What to do
Repeat exactly, and only, the lines from the one holding "Mark the black" through the last line of the records below.

START Entries

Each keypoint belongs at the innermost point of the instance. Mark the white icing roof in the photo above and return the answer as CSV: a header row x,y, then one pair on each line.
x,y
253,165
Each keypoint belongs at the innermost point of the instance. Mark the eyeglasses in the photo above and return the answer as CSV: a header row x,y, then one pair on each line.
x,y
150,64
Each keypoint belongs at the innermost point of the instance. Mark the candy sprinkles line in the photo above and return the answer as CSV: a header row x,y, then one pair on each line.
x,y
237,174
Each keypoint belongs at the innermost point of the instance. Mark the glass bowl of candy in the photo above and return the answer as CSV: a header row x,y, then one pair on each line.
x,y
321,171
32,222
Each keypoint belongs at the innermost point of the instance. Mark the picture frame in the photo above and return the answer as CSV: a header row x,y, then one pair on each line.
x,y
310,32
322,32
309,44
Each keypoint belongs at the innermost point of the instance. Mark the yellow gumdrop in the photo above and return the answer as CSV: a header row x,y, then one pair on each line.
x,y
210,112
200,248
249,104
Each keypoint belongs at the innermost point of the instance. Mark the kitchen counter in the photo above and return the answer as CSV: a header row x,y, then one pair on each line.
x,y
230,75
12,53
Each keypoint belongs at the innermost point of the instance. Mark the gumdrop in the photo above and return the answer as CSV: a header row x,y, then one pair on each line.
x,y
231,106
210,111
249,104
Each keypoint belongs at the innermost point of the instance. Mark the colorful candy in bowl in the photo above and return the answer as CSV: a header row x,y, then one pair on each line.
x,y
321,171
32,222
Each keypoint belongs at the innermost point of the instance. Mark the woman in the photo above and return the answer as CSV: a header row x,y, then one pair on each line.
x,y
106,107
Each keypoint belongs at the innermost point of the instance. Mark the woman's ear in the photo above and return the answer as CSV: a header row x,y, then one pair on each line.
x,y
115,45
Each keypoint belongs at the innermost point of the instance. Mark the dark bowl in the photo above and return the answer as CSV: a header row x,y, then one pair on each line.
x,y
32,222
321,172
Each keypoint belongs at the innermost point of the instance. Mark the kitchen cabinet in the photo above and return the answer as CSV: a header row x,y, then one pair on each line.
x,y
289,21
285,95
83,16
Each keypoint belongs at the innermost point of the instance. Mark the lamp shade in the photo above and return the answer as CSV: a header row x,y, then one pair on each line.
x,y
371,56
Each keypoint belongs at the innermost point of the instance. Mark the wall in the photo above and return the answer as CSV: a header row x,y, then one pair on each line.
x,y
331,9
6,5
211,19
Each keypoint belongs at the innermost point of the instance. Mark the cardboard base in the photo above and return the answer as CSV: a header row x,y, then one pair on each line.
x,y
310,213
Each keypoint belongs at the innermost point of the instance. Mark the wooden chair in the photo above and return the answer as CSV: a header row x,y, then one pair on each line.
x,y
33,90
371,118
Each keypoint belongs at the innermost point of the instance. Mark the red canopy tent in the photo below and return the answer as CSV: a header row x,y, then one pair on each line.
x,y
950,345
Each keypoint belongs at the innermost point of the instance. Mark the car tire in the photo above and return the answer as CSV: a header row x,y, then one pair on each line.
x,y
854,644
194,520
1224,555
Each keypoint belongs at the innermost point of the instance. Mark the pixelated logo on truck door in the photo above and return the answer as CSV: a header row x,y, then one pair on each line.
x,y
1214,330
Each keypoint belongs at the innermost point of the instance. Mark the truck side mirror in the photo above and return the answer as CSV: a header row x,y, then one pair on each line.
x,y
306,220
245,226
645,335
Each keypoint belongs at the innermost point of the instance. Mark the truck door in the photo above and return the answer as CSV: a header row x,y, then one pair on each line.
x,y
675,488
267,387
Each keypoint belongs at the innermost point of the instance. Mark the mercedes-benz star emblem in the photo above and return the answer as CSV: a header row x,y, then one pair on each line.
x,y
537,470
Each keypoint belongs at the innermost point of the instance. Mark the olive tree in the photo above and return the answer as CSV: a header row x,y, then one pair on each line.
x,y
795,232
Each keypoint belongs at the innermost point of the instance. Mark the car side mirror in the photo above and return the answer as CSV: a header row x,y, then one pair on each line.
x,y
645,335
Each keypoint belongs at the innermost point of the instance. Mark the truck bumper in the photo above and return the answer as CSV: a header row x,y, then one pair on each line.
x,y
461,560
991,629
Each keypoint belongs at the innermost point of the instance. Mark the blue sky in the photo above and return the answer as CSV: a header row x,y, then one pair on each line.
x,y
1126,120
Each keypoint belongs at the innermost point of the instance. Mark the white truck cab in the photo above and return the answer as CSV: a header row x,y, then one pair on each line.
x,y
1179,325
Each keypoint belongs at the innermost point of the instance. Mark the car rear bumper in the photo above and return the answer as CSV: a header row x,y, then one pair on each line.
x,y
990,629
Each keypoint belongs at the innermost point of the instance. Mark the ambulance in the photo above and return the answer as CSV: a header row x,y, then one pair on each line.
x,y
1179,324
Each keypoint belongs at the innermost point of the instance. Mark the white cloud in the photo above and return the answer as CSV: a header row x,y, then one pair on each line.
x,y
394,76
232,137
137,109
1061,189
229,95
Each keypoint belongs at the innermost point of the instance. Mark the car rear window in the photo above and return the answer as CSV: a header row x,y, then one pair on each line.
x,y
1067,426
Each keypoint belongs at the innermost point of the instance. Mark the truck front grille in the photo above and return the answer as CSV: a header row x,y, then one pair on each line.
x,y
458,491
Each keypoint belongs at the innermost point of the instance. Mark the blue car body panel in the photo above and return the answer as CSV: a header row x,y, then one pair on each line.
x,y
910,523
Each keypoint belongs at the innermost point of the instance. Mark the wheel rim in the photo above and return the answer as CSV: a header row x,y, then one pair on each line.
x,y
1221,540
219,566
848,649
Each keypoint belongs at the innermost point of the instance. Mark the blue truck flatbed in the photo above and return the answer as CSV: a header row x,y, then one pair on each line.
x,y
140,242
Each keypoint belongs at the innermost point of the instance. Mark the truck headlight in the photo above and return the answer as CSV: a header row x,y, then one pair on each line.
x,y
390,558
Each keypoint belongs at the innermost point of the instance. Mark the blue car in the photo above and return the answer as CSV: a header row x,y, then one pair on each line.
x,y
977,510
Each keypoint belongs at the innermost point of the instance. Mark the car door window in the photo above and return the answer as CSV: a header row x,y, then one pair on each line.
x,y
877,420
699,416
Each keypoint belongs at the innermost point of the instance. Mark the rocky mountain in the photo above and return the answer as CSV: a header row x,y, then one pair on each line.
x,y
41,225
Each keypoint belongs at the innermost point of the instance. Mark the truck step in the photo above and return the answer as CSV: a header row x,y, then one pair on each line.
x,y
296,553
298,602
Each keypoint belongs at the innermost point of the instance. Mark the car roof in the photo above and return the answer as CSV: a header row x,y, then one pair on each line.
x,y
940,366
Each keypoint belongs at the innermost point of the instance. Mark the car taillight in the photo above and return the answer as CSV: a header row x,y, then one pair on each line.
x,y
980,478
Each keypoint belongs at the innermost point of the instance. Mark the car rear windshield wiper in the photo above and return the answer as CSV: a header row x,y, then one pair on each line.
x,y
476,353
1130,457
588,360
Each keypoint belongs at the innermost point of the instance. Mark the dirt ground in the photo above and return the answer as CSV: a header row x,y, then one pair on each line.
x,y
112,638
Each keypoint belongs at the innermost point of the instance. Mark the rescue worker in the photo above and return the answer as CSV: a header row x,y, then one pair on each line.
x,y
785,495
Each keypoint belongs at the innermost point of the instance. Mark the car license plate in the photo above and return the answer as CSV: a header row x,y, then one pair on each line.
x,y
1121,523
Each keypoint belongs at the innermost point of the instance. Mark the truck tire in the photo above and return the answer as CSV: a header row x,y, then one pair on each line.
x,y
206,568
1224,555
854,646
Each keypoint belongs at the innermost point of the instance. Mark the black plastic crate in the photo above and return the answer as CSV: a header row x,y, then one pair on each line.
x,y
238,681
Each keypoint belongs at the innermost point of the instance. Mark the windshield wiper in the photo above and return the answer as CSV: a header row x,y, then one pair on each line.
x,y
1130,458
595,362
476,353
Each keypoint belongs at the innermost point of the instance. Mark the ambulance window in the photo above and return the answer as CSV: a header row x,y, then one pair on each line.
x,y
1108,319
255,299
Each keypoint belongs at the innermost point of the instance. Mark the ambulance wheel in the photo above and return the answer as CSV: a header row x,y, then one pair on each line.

END Entries

Full solution
Each keypoint belongs at the innermost point of the instance. Mark the black plastic crate in the photo above and return the answer as CSV: a header row x,y, then one pair on each line.
x,y
238,681
Each keypoint belongs at the innermost point of the instance. Mark the windshield wiper in the photo above and return the answer as CSV: a header row x,y, then one pair on each line.
x,y
1130,458
595,362
476,353
Each keypoint belongs at the innermost point of the instance. Mark the ambulance window in the photo above and return the answer as CSV: a header row x,y, then one pair on each line.
x,y
1108,319
255,299
Each keypoint belongs at the innermost point of the instance. Mark the ambulance wheel in the photo above and return the answer as CSV: a header row x,y, then one pair on each line.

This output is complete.